GIVEN PASSAGE –
Backtracking

Backtracking is an algorithmic paradigm that tries different solutions until finds a solution that “works”. Problems that are typically solved using the backtracking technique have the following property in common. These problems can only be solved by trying every possible configuration and each configuration is tried only once. A Naive solution for these problems is to try all configurations and output a configuration that follows given problem constraints. Backtracking works incrementally and is an optimization over the Naive solution where all possible configurations are generated and tried.

Backtracking works in an incremental way to attack problems. Typically, we start from an empty solution vector and one by one add items (Meaning of item varies from problem to problem. In the context of Knight’s tour problem, an item is a Knight’s move). When we add an item, we check if adding the current item violates the problem constraint, if it does then we remove the item and try other alternatives. If none of the alternatives works out then we go to the previous stage and remove the item added in the previous stage. If we reach the initial stage back then we say that no solution exists. If adding an item doesn’t violate constraints then we recursively add items one by one. If the solution vector becomes complete then we print the solution.


Some problems that can be solved by Bactracking:-

N-queens:-
The N Queen is the problem of placing N chess queens on an N×N chessboard so that no two queens attack each other.

GIVEN REQUEST 1 – In the backtracking passage, what counts as an item in the Knight's tour problem?
GIVEN REQUEST 2 – Rewrite the backtracking passage's paragraph beginning "Backtracking is an algorithmic paradigm" as a short bulleted list that keeps its main facts.
GIVEN REQUEST 3 – In the backtracking passage, find the paragraph beginning "Backtracking works in an incremental way" and list every sentence in it that starts with the word "If".

DATA EXTRACT –
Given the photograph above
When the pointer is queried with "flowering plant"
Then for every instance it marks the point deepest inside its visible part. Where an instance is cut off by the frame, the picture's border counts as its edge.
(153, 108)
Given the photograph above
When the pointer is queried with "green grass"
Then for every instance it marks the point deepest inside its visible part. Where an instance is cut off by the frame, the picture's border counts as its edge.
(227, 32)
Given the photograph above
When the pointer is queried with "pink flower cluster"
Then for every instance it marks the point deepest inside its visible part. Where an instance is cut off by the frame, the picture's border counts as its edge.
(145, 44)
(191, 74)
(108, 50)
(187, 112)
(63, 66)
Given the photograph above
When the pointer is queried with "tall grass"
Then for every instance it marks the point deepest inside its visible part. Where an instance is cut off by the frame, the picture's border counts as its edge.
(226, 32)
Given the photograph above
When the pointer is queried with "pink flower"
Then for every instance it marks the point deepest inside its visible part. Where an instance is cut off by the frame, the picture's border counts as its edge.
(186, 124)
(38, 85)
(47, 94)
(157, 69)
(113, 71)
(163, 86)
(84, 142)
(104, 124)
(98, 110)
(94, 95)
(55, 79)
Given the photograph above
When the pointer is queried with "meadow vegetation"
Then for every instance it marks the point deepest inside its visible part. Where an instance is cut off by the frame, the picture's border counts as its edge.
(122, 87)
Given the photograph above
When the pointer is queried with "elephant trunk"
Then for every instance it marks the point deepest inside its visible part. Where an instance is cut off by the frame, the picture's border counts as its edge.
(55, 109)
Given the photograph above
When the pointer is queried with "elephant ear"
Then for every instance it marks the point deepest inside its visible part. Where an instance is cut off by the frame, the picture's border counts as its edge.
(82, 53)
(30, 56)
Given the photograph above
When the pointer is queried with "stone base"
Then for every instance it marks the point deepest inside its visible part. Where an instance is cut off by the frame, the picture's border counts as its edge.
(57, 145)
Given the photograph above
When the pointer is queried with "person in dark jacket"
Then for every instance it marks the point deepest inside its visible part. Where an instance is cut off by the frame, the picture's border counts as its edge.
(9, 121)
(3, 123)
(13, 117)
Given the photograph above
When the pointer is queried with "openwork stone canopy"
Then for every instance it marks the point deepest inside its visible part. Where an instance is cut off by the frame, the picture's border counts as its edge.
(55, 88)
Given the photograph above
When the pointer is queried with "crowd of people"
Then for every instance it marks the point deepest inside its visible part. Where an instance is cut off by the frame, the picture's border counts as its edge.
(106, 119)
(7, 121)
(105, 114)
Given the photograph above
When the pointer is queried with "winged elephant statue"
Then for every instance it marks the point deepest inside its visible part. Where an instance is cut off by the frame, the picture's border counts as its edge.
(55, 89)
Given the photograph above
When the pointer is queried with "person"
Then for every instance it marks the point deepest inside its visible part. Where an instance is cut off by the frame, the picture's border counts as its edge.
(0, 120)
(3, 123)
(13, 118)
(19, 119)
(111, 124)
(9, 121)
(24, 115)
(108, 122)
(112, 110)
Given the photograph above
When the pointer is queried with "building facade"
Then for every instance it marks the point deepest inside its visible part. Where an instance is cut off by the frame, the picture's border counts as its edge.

CORRECT RESPONSE 1 – A Knight's move.

CORRECT RESPONSE 2 –
- Backtracking is an algorithmic paradigm that tries different solutions until it finds one that works.
- The problems it typically solves share one property: they can only be solved by trying every possible configuration, with each configuration tried only once.
- A naive solution tries all configurations and outputs one that follows the problem constraints.
- Backtracking works incrementally and is an optimization over that naive solution, in which all possible configurations are generated and tried.

CORRECT RESPONSE 3 –
- If none of the alternatives works out then we go to the previous stage and remove the item added in the previous stage.
- If we reach the initial stage back then we say that no solution exists.
- If adding an item doesn't violate constraints then we recursively add items one by one.
- If the solution vector becomes complete then we print the solution.